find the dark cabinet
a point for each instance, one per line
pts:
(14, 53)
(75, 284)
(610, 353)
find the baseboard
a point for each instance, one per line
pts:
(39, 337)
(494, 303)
_____
What the task requires
Rewrite all of the entries above, changing every "instance" to "occurrence" and leaving everything else the same.

Solution to this problem
find the dark cabinet
a point for each occurrence, one per line
pts:
(14, 53)
(75, 284)
(610, 353)
find the baseboard
a point for each occurrence, one per line
pts:
(39, 337)
(494, 303)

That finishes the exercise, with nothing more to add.